**Opdrachten**:
a - Neem een deel van de tekst over concurrentiebedingen opnieuw op. Begin bij "Uit onderzoek blijkt" en ga door tot en met "Raad in 2022.", en verwissel daarbij "werkgevers" voor "bedrijven".
b - Zet de alinea die begint met "Uit onderzoek blijkt" uit de tekst over concurrentiebedingen alsjeblieft om in een beknopte opsomming, met behoud van de belangrijkste feiten.
c - Stemmen de volgende uitspraken overeen met de tekst over concurrentiebedingen? Antwoord per uitspraak met ja of nee en citeer de doorslaggevende woorden uit de tekst letterlijk.
(i) Volgens het onderzoek worden concurrentiebedingen de laatste jaren minder vaak in arbeidsovereenkomsten opgenomen.
(ii) Bijna de helft van de onderzochte werkgevers gaf toe het beding te gebruiken om schaars personeel vast te houden.
(iii) De Hoge Raad heeft in 2022 over dit gebruik van het concurrentiebeding geoordeeld.

**Geciteerde passage**:
Uit onderzoek blijkt dat concurrentiebedingen de laatste jaren steeds vaker als standaardbepaling in de arbeidsovereenkomst worden opgenomen, ook bij werknemers die helemaal niet beschikken over concurrentiegevoelige informatie. En niet zelden bij laag betaalde, jonge werknemers. Bijna de helft van de werkgevers uit dit onderzoek gaf ruiterlijk toe het concurrentiebeding te gebruiken om te voorkomen dat personeel wordt weggekaapt of om schaars personeel vast te houden. Daarvoor is het concurrentiebeding niet bedoeld. Dat dit onder de categorie ‘oneigenlijk gebruik’ van het concurrentiebeding valt, was ook het oordeel van de Hoge Raad in 2022.

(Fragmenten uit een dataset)
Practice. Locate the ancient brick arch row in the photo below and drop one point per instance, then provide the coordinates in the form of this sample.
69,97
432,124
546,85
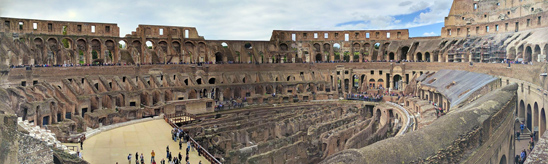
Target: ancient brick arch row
533,116
528,52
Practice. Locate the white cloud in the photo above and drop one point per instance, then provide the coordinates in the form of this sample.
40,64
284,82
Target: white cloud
429,34
234,19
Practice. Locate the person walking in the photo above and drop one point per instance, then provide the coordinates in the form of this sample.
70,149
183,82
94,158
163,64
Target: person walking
129,158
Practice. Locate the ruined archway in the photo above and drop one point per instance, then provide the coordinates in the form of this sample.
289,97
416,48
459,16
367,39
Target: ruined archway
521,111
391,56
397,82
403,52
542,118
419,56
528,55
536,52
218,58
528,120
318,57
511,54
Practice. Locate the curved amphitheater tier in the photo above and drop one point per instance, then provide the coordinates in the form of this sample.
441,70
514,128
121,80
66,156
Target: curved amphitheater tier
296,75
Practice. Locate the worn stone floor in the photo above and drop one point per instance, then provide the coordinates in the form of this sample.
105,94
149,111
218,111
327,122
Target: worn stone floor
115,145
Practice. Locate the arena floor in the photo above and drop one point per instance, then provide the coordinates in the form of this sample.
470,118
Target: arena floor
115,145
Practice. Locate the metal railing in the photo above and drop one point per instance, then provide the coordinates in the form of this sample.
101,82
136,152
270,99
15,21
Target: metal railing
198,147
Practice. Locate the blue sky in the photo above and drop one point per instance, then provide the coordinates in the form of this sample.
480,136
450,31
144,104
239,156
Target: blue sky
243,19
406,20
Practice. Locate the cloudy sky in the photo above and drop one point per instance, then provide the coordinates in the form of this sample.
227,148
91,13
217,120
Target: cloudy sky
243,19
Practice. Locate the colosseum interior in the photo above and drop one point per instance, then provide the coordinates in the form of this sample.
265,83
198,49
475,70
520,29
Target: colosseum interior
364,96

**Antwoorden op opdrachten**:
a -
Uit onderzoek blijkt dat concurrentiebedingen de laatste jaren steeds vaker als standaardbepaling in de arbeidsovereenkomst worden opgenomen, ook bij werknemers die helemaal niet beschikken over concurrentiegevoelige informatie. En niet zelden bij laag betaalde, jonge werknemers. Bijna de helft van de bedrijven uit dit onderzoek gaf ruiterlijk toe het concurrentiebeding te gebruiken om te voorkomen dat personeel wordt weggekaapt of om schaars personeel vast te houden. Daarvoor is het concurrentiebeding niet bedoeld. Dat dit onder de categorie ‘oneigenlijk gebruik’ van het concurrentiebeding valt, was ook het oordeel van de Hoge Raad in 2022.

b -
- Concurrentiebedingen worden de laatste jaren steeds vaker standaard in arbeidsovereenkomsten opgenomen. Dat gebeurt ook bij werknemers zonder concurrentiegevoelige informatie en niet zelden bij laagbetaalde, jonge werknemers.
- Bijna de helft van de onderzochte werkgevers gebruikt het beding om te voorkomen dat personeel wordt weggekaapt of om schaars personeel vast te houden.
- Daarvoor is het beding niet bedoeld. De Hoge Raad beoordeelde dit in 2022 ook als oneigenlijk gebruik.

c -
(i) Nee: "steeds vaker als standaardbepaling in de arbeidsovereenkomst worden opgenomen"
(ii) Ja: "Bijna de helft van de werkgevers uit dit onderzoek gaf ruiterlijk toe het concurrentiebeding te gebruiken om te voorkomen dat personeel wordt weggekaapt of om schaars personeel vast te houden"
(iii) Ja: "was ook het oordeel van de Hoge Raad in 2022"